**原文:**
════════════════

なんか急にアメリカ熱が冷めて……、日本人として生まれた以上、この〝日本ならではの繊細なクリエイティブ力〟から新しいパフォーミング・アーツ文化をつくることに人生を捧げよう……って考えだすようになりました。
――確かにエヴァは〝以前・以後〟と言われるぐらいにシーン内外に影響を及ぼしましたね。
工藤:『Legend Tokyo』の根幹でもある〝日本独自のクリエイティブ力を広める〟というコンセプトは、まさにエヴァの影響。ただ、改めて振り返ってみると自分の人生の中で、そう想うようになったトリガーがいくつかあったんです。
けいたん:どんなことがあったんですか?
工藤:ジャストビーを始める前はバックパッカーとしていろんな国を旅してたんだけど、例えば東南アジアの田舎で子供たちが日本人の僕を見つけると〝かめはめ波〟の真似をしてくるんですよね。

════════════════

**データ抜粋:**
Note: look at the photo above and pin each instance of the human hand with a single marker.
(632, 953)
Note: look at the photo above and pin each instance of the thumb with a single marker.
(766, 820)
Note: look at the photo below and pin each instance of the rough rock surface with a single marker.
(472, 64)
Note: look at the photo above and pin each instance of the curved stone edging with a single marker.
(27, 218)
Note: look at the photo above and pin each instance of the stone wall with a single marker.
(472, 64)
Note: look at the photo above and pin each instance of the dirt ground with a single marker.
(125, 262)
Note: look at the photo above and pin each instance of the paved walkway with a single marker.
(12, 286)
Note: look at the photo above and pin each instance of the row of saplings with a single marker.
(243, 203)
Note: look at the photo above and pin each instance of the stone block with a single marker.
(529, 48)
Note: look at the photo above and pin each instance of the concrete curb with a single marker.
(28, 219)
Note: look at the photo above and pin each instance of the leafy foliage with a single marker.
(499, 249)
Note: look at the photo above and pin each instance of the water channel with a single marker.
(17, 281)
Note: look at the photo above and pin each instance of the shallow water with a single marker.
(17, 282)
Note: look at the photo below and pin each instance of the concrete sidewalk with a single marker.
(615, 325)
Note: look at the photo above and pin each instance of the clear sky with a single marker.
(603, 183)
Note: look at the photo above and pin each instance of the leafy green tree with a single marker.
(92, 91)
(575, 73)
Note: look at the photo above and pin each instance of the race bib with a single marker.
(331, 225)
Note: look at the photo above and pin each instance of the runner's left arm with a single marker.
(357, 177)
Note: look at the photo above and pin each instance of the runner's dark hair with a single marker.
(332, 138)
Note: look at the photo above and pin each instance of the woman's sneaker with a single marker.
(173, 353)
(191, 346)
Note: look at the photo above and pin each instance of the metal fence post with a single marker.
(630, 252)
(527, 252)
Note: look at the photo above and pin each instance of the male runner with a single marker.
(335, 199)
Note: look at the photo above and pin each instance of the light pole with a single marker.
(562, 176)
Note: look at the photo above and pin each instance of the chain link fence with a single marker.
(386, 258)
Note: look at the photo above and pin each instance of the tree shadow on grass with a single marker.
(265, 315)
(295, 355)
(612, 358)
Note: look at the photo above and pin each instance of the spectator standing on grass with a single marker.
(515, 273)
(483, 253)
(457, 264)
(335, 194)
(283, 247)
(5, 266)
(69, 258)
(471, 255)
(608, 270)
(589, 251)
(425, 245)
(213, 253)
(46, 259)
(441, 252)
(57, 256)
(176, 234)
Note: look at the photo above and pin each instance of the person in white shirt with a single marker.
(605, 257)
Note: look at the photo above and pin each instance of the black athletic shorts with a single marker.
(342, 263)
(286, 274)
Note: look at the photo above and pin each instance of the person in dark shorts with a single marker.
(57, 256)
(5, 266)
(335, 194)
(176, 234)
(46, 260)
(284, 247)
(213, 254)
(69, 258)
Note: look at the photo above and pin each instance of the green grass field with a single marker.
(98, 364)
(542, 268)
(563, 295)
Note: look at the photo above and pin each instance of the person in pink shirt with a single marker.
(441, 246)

════════════════

**指示:** 上の原文のうち、「工藤:『Legend Tok」を含む語句で始まり「の真似をしてくるんですよね。」で終わる部分を、一字一句変えずに書き写してください。

**回答全文:**
工藤:『Legend Tokyo』の根幹でもある〝日本独自のクリエイティブ力を広める〟というコンセプトは、まさにエヴァの影響。ただ、改めて振り返ってみると自分の人生の中で、そう想うようになったトリガーがいくつかあったんです。
けいたん:どんなことがあったんですか?
工藤:ジャストビーを始める前はバックパッカーとしていろんな国を旅してたんだけど、例えば東南アジアの田舎で子供たちが日本人の僕を見つけると〝かめはめ波〟の真似をしてくるんですよね。